◆ **YOUR INSTRUCTIONS**
Output the entries word for word. Omit images.

[Photo-based point labeling data]

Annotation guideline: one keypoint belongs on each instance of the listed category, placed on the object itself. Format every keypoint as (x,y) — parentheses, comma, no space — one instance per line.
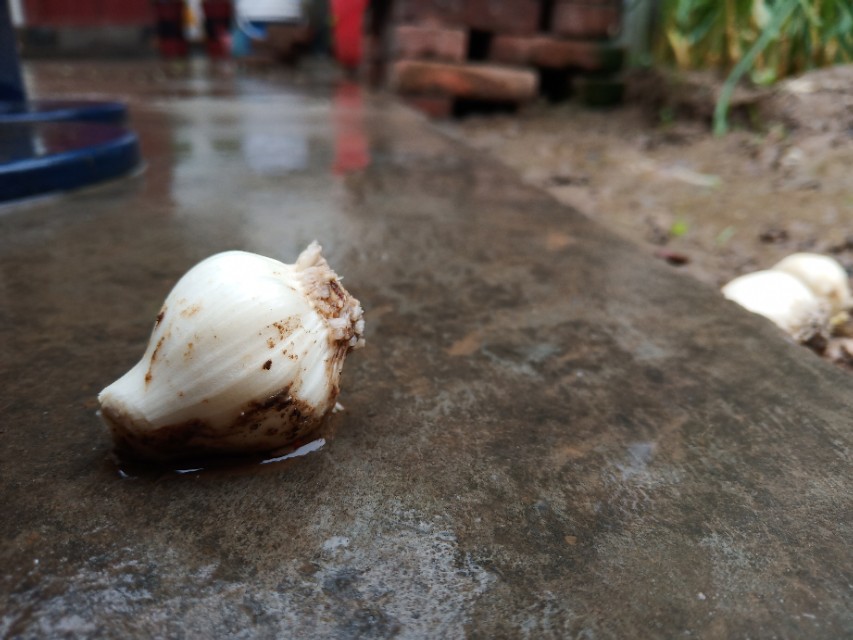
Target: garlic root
(245,357)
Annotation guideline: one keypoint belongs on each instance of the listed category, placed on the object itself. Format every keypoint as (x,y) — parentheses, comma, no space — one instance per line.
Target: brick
(518,17)
(437,13)
(585,20)
(477,82)
(555,53)
(438,107)
(512,17)
(429,43)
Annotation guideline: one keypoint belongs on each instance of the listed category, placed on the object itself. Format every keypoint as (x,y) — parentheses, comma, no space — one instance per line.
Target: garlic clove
(826,278)
(245,356)
(781,298)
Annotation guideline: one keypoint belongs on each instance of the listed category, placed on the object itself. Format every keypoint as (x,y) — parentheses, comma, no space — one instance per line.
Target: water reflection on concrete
(548,435)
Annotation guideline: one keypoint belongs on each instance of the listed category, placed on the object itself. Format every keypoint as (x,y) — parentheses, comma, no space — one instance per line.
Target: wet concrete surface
(549,433)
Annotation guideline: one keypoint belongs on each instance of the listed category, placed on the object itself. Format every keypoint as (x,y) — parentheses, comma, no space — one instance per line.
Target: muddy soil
(714,207)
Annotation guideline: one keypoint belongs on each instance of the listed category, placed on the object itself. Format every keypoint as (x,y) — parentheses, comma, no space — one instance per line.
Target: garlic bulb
(782,298)
(245,356)
(826,278)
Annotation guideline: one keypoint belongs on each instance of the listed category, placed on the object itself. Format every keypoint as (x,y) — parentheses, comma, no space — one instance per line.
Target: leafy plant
(769,39)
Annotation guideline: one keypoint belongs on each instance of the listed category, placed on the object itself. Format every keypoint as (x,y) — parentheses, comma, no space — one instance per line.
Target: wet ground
(550,432)
(716,208)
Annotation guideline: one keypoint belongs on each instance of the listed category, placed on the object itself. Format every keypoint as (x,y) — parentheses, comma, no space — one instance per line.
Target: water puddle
(130,469)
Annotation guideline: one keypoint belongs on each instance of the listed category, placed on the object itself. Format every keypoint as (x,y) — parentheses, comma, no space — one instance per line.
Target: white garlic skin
(823,275)
(781,298)
(246,356)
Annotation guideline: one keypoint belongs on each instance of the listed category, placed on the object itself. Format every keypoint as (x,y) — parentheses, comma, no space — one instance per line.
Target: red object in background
(87,13)
(348,17)
(171,40)
(217,27)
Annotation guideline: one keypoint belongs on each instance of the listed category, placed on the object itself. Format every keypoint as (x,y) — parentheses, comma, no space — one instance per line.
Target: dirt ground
(714,207)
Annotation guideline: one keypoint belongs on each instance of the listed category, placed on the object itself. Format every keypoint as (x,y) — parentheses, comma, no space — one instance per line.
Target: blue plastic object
(48,157)
(63,110)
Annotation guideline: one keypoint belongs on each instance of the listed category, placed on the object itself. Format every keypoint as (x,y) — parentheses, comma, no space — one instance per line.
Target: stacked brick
(443,53)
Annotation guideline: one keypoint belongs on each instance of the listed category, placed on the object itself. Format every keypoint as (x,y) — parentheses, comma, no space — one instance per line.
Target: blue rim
(70,169)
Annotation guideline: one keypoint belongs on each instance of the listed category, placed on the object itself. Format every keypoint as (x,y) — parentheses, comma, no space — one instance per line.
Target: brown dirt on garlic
(713,207)
(262,426)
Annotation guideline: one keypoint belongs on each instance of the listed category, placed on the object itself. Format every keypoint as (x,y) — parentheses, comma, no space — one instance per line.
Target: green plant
(769,39)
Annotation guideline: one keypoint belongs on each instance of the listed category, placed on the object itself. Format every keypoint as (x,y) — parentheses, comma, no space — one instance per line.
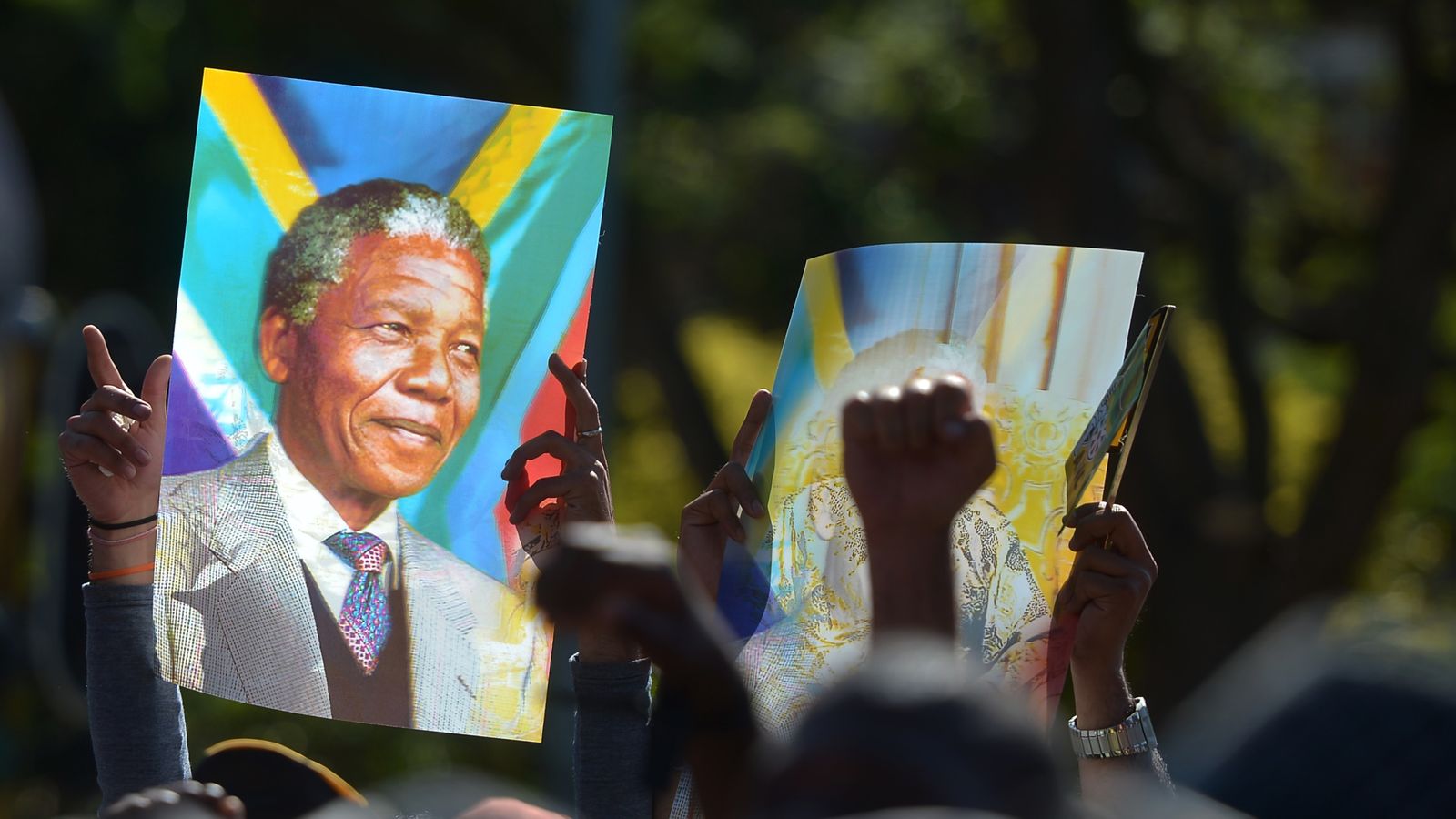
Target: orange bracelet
(111,573)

◆ **ANSWER**
Annotation guideline: one keypoint belongs on each instance of the listed category, placed on the object itself. Format every keypoint as (x,y) — parentheses, comma, no space — one instance per line.
Target: garlic root
(245,357)
Annotation guideline: one keypoint belongs on each instance of the listed category, placed on the object itself. Format every keypoint as (x,y) — parentheses, comma, no space — one instance per line.
Target: brick
(518,17)
(437,13)
(585,20)
(477,82)
(555,53)
(438,107)
(512,17)
(429,43)
Annotation guideline: one keypoint belongs on each instance of the listed category, placed on the object itself. Format every keypoint as (x,y) — parentheses, comma, no space — one instance per line.
Target: garlic clove
(826,278)
(245,356)
(781,298)
Annotation guideline: one keypoint belongs on each instance of the listed category, placed on the object itself. Format every keypoint as (x,y) — parentheses, comma, no space — one instance per line.
Target: water reflection on concrete
(548,435)
Annotation guideline: one keypoint belongs on each instance of the listed category, placed on the object itself. Format every keypoint as (x,y) — parentheses, comma, no space — one instance per line.
Target: wet concrete surface
(549,433)
Annotation guideline: one keypoint belongs on each instance of the listed category, placed on the object itself. Format every keypoint as (x,y) — parentheses, comma, no space — one instance per line.
Target: muddy soil
(714,207)
Annotation guideline: one keypoint belongs on each instance of the listed category, placed on the object itself. Format every keypoint as (x,y) — parentheses, comma, no space — one instance per line.
Target: garlic bulb
(782,298)
(245,356)
(826,278)
Annotation guideline: one keypoint belongs on each instance of the listed category, placed on the object itself. Format every keypoint as (x,y) — parentheses, comma, no space — one instance per line.
Target: leafy plant
(769,39)
Annotation guideline: one keypoint belongs on each instance of the listed category, placed on the object itself. Format every keypoint as (x,y) — parentheses, comma, no space — one instance per line.
Target: wet ground
(550,432)
(716,208)
Annotation guideline: one keypoint belongs on each instance of the listed category, placed on the object itself. Format every keypoint as (x,y) — parentheses, comma, no space — one instance per line.
Target: water puddle
(130,469)
Annotation guideline: one keypoint belongs on each instance of the listed category, placed on the object itself. Format every keypoint as (x,y) — parentheses, comma, no space — one instance per line.
Target: white garlic skin
(823,275)
(781,298)
(246,356)
Annotation guideline: one keypoint belongs on each instance of the listed category, placed on the object itself. Format every keypoint as (x,y) — parentheses, comma, no space — one instance per line.
Target: red object in background
(87,13)
(348,17)
(171,40)
(217,27)
Annotation guideline: one keypoint belongs on each instance of the listed category, placed on the object itself. Format every keypoint as (x,y) — parentheses, comma, no space — one instance per line.
Target: dirt ground
(714,207)
Annotation guideline: one keypoint belongs on each instance of the listed category, placed on the object itself. Format every keypoint as (x,y) — parentheses, comma, no space — one instance per line.
Target: blue plastic object
(48,157)
(63,110)
Annotation guideline: one keypoint belongs on each instance of the listed category, placed on the object itself. Format every keypoint as (x,y) — parentheses, comma, no space — one instance per line.
Target: stacked brick
(443,53)
Annotation guideline: one keypoint belongs on each instance of the listed category, placed on the object itself. Format every keypoint as (x,y) — parentheses, comma, no space — one instance per line.
Target: blue rim
(70,169)
Annotation guideline: one keypoint belongs on each instance of the listed category, placed on the object itself. Format every keypoint as (x,y) — parentheses, comma, no space — one instance per line.
Target: brown dirt on garlic
(713,207)
(262,426)
Annotation guideline: one keypoint belongs on each instance of the listed category, placed on the object itself. Format every keypoint as (x,y) — parentheses, comma, no space — one instance per line.
Target: green plant
(769,39)
Annotation guideline: one keypoint belongs on each instance of the listed category, placed on the object itself. Format every keypoint as (x,y) — parentheses, comma, no space — one instance per line.
Target: orange bracelet
(111,573)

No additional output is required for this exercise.